# Back From A Short Trip



## FrogsHair (Mar 4, 2010)

We had been out camping in our travel trailer for the past few days, and returned last night. One of the spots we set up at had a nice view of Lake Mead, and as an added plus, I had about 110 yard long X 60 yard wide clear area right out my front door. An area that no one could park in due to a flood control ditch in place. Since I always take my golf clubs along when ever I go some where I was able to hit some short shots using various clubs. I also carry a 1' X 2' synthetic grass hitting surface. 

I will be remembering this spot as quick, get out of town get away. :thumbsup: 

On the second day of our stay we had some new neighbors move in near us in their RVs. A couple of guys saw me hitting balls, and walked over to introduce themselves, and have a look at my impromptu driving range. They also carried golf clubs. Long story short. We eventually put up some targets, which lead to some competitive wagering on closest to the pin shots. A good time was had by all, and very little money actually changed hands. Afterwards we all got together for a "4 RV Pot Luck" dinner. 

We did have a Park Ranger check us out. His only concern was that did not leave any lost balls that could impact the wildlife, and/or environment.

As for the fishing it was OK. We caught a few small striped bass, and catfish which is about par for Lake Mead. We released everything back to hopefully grow up a little. Lake Mead use to have a great fishery for trout, cat fish and sun fish. However a mistake on someone's part ruined it when they allowed the introduction of striped bass into lake. That's a another story. 

I will be hitting a few at my home course today. Looks to be a bit windy, but that's Ok.


----------



## Big Hobbit (Nov 2, 2010)

STATED PROBLEM A
Please repeat the stretch of the camping trip post from "We did have" through "but that's Ok.", word for word.
The camping trip post and the rows after it come from separate, unrelated sources.

EXTRACTED DATA
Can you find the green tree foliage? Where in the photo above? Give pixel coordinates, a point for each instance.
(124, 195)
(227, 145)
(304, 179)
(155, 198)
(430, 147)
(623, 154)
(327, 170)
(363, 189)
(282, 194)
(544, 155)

STATED PROBLEM B
Transcribe all of the rows above, line for line, changing nothing.

RIGHT ANSWER A
We did have a Park Ranger check us out. His only concern was that did not leave any lost balls that could impact the wildlife, and/or environment.

As for the fishing it was OK. We caught a few small striped bass, and catfish which is about par for Lake Mead. We released everything back to hopefully grow up a little. Lake Mead use to have a great fishery for trout, cat fish and sun fish. However a mistake on someone's part ruined it when they allowed the introduction of striped bass into lake. That's a another story. 

I will be hitting a few at my home course today. Looks to be a bit windy, but that's Ok.

RIGHT ANSWER B
Can you find the green tree foliage? Where in the photo above? Give pixel coordinates, a point for each instance.
(124, 195)
(227, 145)
(304, 179)
(155, 198)
(430, 147)
(623, 154)
(327, 170)
(363, 189)
(282, 194)
(544, 155)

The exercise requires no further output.